→ WHAT IS ASKED:
Write out the rows below again word for word, starting with the row that contains "[mark] the snow mound" and going on through the final row.

****************************************

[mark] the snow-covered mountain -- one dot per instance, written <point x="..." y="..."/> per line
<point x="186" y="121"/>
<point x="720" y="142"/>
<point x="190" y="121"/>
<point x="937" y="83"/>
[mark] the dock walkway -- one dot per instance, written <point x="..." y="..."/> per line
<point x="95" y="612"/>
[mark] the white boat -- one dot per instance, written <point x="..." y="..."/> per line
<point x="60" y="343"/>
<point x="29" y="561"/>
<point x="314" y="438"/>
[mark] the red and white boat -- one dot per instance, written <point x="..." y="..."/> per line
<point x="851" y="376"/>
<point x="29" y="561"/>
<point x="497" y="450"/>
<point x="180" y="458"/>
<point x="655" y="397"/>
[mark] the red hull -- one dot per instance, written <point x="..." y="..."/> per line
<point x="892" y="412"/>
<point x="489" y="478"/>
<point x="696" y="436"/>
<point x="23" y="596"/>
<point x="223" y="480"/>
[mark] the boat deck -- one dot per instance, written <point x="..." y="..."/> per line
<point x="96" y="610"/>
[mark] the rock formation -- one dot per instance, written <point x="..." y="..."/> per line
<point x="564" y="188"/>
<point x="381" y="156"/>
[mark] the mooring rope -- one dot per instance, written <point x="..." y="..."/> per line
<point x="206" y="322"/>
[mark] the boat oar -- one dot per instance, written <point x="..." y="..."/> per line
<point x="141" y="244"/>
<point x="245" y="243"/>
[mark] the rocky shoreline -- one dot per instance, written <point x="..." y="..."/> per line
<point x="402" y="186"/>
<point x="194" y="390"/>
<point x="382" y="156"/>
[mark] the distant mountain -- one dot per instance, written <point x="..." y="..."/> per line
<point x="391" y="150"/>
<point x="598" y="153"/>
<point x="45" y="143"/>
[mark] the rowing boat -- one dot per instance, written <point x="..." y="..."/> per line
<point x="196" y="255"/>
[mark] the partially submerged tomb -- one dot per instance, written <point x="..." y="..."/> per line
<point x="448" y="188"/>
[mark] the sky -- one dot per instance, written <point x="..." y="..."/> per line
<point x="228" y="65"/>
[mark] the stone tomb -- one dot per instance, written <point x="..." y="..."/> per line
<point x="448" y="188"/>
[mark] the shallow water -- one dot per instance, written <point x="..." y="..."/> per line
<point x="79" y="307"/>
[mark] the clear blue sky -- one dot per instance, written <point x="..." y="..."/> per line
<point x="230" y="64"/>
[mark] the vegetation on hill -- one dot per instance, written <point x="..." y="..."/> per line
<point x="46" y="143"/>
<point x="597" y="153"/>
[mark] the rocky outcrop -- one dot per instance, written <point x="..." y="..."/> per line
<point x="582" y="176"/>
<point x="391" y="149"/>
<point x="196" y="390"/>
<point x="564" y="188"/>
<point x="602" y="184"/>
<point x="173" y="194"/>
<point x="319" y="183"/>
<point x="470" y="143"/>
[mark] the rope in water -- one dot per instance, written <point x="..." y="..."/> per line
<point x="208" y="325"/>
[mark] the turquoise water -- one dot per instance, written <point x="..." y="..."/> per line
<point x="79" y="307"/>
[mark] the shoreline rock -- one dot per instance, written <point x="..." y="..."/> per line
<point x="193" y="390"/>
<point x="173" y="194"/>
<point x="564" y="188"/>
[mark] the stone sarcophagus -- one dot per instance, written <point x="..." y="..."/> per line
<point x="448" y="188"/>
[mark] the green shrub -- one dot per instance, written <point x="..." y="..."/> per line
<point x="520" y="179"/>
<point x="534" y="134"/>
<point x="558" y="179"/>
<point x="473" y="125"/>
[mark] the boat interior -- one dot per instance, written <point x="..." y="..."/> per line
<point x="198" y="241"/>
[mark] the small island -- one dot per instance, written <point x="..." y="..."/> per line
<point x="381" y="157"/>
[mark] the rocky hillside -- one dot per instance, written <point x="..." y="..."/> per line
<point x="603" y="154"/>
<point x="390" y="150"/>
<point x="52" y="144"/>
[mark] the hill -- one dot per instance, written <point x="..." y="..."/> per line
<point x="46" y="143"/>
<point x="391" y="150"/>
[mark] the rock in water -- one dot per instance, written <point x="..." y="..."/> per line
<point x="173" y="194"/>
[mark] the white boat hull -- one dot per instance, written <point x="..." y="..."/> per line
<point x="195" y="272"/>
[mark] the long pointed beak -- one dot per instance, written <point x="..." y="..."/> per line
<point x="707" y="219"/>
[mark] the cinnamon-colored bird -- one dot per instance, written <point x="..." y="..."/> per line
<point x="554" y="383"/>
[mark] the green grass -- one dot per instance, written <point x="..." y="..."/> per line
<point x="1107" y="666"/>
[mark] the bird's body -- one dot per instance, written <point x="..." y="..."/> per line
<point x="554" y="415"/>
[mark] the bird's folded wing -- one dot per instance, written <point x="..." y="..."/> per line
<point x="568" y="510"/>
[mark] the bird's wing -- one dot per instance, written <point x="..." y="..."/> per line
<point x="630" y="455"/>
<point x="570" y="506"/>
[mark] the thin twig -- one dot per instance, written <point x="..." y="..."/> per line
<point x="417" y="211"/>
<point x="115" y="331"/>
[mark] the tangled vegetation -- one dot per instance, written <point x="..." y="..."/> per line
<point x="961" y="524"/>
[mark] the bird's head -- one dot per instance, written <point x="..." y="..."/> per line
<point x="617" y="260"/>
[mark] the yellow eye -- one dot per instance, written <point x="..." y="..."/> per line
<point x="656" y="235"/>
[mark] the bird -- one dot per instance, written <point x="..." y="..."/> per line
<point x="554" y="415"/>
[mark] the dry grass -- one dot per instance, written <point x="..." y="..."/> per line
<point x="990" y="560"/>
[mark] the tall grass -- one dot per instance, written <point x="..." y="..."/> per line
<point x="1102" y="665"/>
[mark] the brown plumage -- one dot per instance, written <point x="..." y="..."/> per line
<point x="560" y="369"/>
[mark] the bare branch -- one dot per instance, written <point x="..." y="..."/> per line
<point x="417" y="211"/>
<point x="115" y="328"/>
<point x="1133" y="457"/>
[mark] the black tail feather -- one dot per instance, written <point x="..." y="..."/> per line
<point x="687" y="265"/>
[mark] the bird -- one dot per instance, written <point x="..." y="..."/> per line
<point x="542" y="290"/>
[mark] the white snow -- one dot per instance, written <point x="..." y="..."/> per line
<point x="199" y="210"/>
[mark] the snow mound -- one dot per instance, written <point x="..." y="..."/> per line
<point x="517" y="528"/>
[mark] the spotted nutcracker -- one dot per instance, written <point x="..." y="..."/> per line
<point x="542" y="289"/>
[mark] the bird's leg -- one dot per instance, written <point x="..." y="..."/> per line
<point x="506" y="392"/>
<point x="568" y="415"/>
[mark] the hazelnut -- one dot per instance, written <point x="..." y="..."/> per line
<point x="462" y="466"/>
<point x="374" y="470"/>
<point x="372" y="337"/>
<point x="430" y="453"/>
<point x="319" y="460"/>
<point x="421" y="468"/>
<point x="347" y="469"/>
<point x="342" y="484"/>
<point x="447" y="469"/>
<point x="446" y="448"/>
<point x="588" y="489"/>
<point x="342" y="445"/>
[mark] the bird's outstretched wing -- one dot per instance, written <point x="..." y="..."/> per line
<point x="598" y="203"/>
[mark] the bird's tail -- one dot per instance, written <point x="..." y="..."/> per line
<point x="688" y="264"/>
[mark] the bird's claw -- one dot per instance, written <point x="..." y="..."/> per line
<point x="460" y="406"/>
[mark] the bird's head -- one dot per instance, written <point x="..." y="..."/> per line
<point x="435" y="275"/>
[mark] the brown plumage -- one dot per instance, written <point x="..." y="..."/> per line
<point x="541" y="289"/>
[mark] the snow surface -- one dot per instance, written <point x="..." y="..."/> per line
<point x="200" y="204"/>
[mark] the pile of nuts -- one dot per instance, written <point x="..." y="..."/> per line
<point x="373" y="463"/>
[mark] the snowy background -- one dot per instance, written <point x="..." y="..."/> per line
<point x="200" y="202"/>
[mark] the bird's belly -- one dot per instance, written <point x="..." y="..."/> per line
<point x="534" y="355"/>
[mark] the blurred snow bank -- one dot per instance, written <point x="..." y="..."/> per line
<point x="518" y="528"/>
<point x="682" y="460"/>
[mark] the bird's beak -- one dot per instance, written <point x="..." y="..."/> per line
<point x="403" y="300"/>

****************************************

→ FULL OUTPUT:
[mark] the snow mound -- one dot per instance, written <point x="..." y="..."/> per line
<point x="517" y="528"/>
[mark] the spotted nutcracker -- one dot per instance, written <point x="..." y="..."/> per line
<point x="542" y="289"/>
[mark] the bird's leg -- one dot per instance, written <point x="..." y="..."/> per line
<point x="506" y="392"/>
<point x="568" y="415"/>
[mark] the hazelnut -- one dot per instance, written <point x="..." y="..."/> per line
<point x="462" y="466"/>
<point x="374" y="470"/>
<point x="372" y="337"/>
<point x="430" y="453"/>
<point x="319" y="460"/>
<point x="421" y="468"/>
<point x="347" y="469"/>
<point x="342" y="484"/>
<point x="447" y="469"/>
<point x="446" y="448"/>
<point x="588" y="489"/>
<point x="342" y="445"/>
[mark] the bird's outstretched wing -- one dot per instance, written <point x="..." y="..."/> per line
<point x="598" y="203"/>
[mark] the bird's tail -- one dot per instance, written <point x="..." y="..."/> per line
<point x="688" y="264"/>
[mark] the bird's claw -- one dot per instance, written <point x="..." y="..."/> per line
<point x="460" y="406"/>
[mark] the bird's head -- one dot per instance, written <point x="..." y="..."/> per line
<point x="435" y="275"/>
[mark] the brown plumage -- one dot per instance, written <point x="..." y="..."/> per line
<point x="541" y="289"/>
[mark] the snow surface -- one dot per instance, written <point x="..." y="..."/> per line
<point x="200" y="204"/>
[mark] the pile of nuts -- one dot per instance, written <point x="..." y="..."/> per line
<point x="373" y="463"/>
[mark] the snowy background -- one dot per instance, written <point x="..." y="..."/> per line
<point x="200" y="202"/>
[mark] the bird's belly -- one dot per instance, written <point x="..." y="..."/> per line
<point x="534" y="355"/>
[mark] the blurred snow bank -- one dot per instance, written <point x="..." y="..."/> per line
<point x="518" y="528"/>
<point x="682" y="460"/>
[mark] the bird's beak -- one dot per instance, written <point x="..." y="..."/> per line
<point x="403" y="300"/>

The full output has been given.